Written task: Output every entry exactly as written, skipping any pictures.

"""

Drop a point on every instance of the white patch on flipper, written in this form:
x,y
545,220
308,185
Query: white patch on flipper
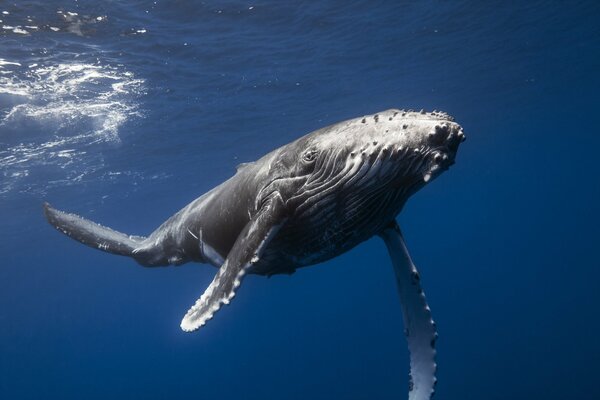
x,y
214,296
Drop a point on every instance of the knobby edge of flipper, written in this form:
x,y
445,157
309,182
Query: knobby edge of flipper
x,y
91,233
420,329
246,251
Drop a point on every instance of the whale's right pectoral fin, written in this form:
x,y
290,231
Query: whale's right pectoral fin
x,y
91,233
246,251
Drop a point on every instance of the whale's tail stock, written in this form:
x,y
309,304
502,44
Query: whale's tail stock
x,y
93,234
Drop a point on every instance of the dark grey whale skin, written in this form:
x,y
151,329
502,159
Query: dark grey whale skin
x,y
300,172
302,204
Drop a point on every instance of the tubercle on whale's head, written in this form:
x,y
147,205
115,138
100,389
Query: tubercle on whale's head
x,y
415,142
395,148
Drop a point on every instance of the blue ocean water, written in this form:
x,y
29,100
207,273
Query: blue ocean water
x,y
125,111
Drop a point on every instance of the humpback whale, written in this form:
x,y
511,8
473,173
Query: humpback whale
x,y
302,204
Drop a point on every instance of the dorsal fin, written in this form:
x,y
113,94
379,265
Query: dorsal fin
x,y
241,166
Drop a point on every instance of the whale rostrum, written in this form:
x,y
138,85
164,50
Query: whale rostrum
x,y
302,204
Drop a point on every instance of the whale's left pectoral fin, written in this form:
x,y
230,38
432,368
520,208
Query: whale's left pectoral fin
x,y
419,327
246,251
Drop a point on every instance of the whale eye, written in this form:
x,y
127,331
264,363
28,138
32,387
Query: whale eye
x,y
310,156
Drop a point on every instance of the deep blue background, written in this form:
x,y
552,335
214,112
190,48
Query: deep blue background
x,y
506,241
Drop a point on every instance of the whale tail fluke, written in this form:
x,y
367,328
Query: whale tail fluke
x,y
91,233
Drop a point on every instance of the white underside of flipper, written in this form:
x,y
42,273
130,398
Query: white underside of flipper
x,y
419,326
246,252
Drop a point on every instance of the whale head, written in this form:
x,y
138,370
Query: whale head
x,y
394,146
386,156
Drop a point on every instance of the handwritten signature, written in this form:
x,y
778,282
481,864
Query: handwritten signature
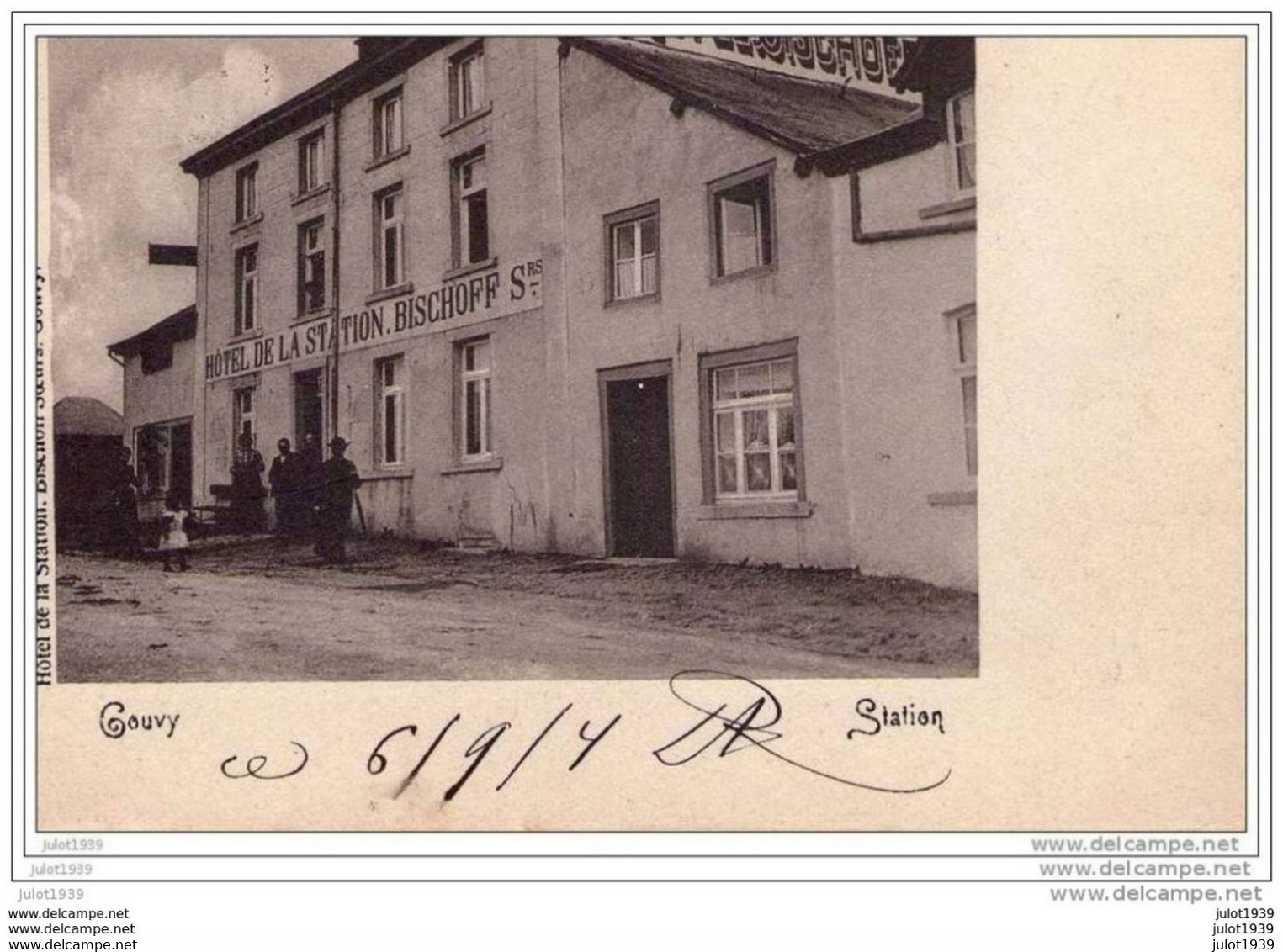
x,y
750,727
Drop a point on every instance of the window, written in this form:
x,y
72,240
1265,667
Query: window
x,y
389,239
242,414
312,266
633,251
961,122
310,161
389,136
962,343
740,212
390,386
474,363
467,82
247,289
163,457
471,210
755,447
247,193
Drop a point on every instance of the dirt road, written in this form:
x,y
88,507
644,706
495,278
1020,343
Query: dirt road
x,y
253,611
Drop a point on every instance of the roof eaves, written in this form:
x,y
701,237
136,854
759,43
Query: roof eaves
x,y
689,98
308,105
178,326
904,139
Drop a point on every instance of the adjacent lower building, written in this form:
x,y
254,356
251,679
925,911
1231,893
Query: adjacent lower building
x,y
698,298
161,390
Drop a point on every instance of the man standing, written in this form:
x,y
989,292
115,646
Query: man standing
x,y
248,489
285,490
340,483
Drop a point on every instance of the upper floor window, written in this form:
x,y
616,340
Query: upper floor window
x,y
742,219
633,251
961,122
242,415
247,193
312,161
312,266
471,209
389,117
389,238
247,289
474,399
389,380
962,344
467,82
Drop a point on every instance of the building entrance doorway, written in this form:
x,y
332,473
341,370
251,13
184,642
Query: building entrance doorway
x,y
639,461
308,414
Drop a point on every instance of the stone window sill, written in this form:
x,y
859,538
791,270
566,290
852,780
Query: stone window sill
x,y
947,208
312,316
454,124
395,292
965,497
389,473
390,156
469,268
490,465
308,195
248,224
792,508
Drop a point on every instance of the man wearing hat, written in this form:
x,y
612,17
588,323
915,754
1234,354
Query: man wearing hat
x,y
335,517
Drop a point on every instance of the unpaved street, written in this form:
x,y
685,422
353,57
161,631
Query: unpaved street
x,y
253,611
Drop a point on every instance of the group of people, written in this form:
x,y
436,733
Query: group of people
x,y
310,497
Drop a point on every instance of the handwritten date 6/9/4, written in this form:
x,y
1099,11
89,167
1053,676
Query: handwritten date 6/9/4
x,y
730,714
394,743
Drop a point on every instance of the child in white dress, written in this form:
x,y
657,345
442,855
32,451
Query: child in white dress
x,y
173,534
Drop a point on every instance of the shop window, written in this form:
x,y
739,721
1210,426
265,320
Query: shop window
x,y
242,415
742,222
474,399
247,193
389,238
163,457
467,82
247,289
471,210
312,276
961,130
389,117
390,386
964,353
753,447
310,161
633,251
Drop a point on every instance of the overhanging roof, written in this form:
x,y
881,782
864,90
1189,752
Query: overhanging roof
x,y
83,416
381,59
801,116
178,326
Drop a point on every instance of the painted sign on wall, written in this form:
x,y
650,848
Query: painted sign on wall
x,y
471,299
862,61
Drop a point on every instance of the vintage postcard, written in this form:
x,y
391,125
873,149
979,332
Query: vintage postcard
x,y
601,431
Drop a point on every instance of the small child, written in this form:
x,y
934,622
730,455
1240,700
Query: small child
x,y
173,534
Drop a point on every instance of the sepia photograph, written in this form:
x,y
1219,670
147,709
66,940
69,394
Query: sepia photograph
x,y
506,358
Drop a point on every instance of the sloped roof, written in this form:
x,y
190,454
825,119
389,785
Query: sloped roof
x,y
802,116
380,59
178,326
83,416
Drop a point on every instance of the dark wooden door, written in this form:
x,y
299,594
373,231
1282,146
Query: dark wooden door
x,y
307,407
640,468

"""

Reply:
Drop a point on every instance of the white patch on flipper, written in this form:
x,y
545,220
308,185
Query: white patch on flipper
x,y
214,296
Drop a point on every instance of the knobby edge of flipper, written in this form:
x,y
445,157
309,182
Query: knobby edge of flipper
x,y
91,233
420,329
246,251
Drop a point on every instance of the whale's right pectoral fin, written in this form:
x,y
290,231
Query: whale's right pectoral fin
x,y
91,233
246,251
Drop a point on every instance of the whale's tail stock, written in this form:
x,y
309,304
502,44
Query: whale's tail stock
x,y
93,234
Drop a point on every instance of the dark grey whale skin, written in this form:
x,y
151,329
502,159
Query: dark grey whale skin
x,y
300,172
302,204
Drop a point on every instance of the tubercle on whale's head, written in this form:
x,y
147,205
115,138
100,389
Query: tubercle on whale's head
x,y
415,142
395,148
Drop a point on every instance of the blue ocean water, written in this form:
x,y
29,100
207,273
Query: blue ocean water
x,y
125,111
Drop a point on every instance of the humpback whale, written in this form:
x,y
511,8
473,173
Query: humpback whale
x,y
302,204
Drop a point on every instance of the dorsal fin, written in this form:
x,y
113,94
379,265
Query: dorsal fin
x,y
241,166
Drop a point on every instance of the whale rostrum, written in this form:
x,y
138,85
164,50
Query: whale rostrum
x,y
302,204
Drop a point on every instance of the whale's left pectoral fin, written in this form:
x,y
230,38
432,368
520,208
Query: whale's left pectoral fin
x,y
419,327
246,251
Drop a point on every instance of the whale eye, written in this form:
x,y
127,331
264,363
28,138
32,387
Query: whale eye
x,y
310,156
Drop a point on every instance of the deep blue background, written in this form:
x,y
552,335
214,112
190,48
Query: deep blue background
x,y
506,241
Drop a point on every instance of the whale tail fluke, written in this form:
x,y
367,328
Query: whale tail fluke
x,y
91,233
Drop a point on every instance of the white underside of flipper, written in this form:
x,y
42,273
130,398
Query: white underside of flipper
x,y
419,326
246,252
Drop a point on every instance of the whale head, written in this form:
x,y
138,370
Query: whale head
x,y
394,146
386,156
Drop a point on every instance of the handwritten signature, written in this form:
x,y
778,282
481,864
Query: handwritten signature
x,y
750,727
Drop a point on every instance of the window, written in this form:
x,y
72,240
1265,667
Query: window
x,y
389,239
242,414
312,266
633,251
961,122
310,161
389,136
962,343
740,212
390,386
474,363
467,82
247,289
163,457
471,210
755,447
247,193
Drop a point on every instance of the dirt road, written in this form:
x,y
88,507
644,706
495,278
1020,343
Query: dirt road
x,y
253,611
Drop a point on every instance of the roof eaves, written in this form:
x,y
701,237
136,854
759,43
Query: roof eaves
x,y
689,98
308,105
178,326
904,139
Drop a point on every instance of the adjacent lower building, written in this form:
x,y
254,356
251,679
925,911
1231,893
Query: adjacent lower building
x,y
698,298
161,390
Drop a point on every instance of the man standing, written in this form:
x,y
989,292
115,646
Query: man standing
x,y
248,489
285,490
340,483
Drop a point on every instance of the upper floor window, written in this form:
x,y
616,340
Query: upper floor window
x,y
742,219
633,251
961,122
242,415
247,193
312,161
312,266
471,209
389,117
389,238
247,289
474,399
389,380
962,344
467,82
Drop a point on every instance of the building entrance doorway, written in this form:
x,y
332,473
341,370
251,13
184,642
Query: building entrance doorway
x,y
639,461
308,414
Drop a point on every instance of the stone window sill, written in this form:
x,y
859,538
791,270
566,290
852,780
Query: stone window sill
x,y
947,208
312,316
454,124
395,292
965,497
389,473
390,156
469,268
490,465
308,195
248,224
792,508
Drop a point on every instance of the man wearing hat, written in this form:
x,y
612,17
588,323
915,754
1234,354
Query: man wearing hat
x,y
335,517
Drop a point on every instance of the unpaved street, written in this form:
x,y
685,422
353,57
161,631
Query: unpaved street
x,y
253,611
Drop a point on every instance of the group of people, written in this form:
x,y
436,733
Query: group of people
x,y
310,497
Drop a point on every instance of the handwritten date 6/9/4, written in this form:
x,y
1099,11
89,167
1053,676
Query: handwritten date 6/9/4
x,y
730,714
394,743
Drop a point on every instance of the child in white dress, written in this form:
x,y
657,345
442,855
32,451
Query: child in white dress
x,y
173,534
Drop a point on every instance of the shop window, written in this form:
x,y
739,721
1210,426
265,320
Query: shop window
x,y
242,415
742,222
474,399
247,193
389,238
163,457
467,82
247,289
471,210
312,276
961,130
389,117
390,386
964,353
753,447
310,161
633,251
Drop a point on every instance of the overhanging roof, written in this form:
x,y
881,782
864,90
1189,752
Query: overhanging roof
x,y
83,416
381,59
801,116
178,326
Drop a point on every instance of the painted sign on wall, written in this form:
x,y
650,848
Query: painted sign on wall
x,y
471,299
862,61
Drop a point on every instance of the vintage postcard, written in this form:
x,y
391,125
873,149
979,332
Query: vintage postcard
x,y
601,431
Drop a point on every instance of the small child, written in this form:
x,y
934,622
730,455
1240,700
Query: small child
x,y
173,534
Drop a point on every instance of the sepia photograph, written in this form:
x,y
1219,670
147,709
66,940
69,394
Query: sepia photograph
x,y
506,358
Drop a point on every instance of the sloped roof, written in this form:
x,y
190,454
825,119
389,785
Query: sloped roof
x,y
802,116
380,59
178,326
83,416
Drop a point on every instance of the dark wooden door, written in this form:
x,y
299,594
373,231
1282,146
Query: dark wooden door
x,y
307,407
640,468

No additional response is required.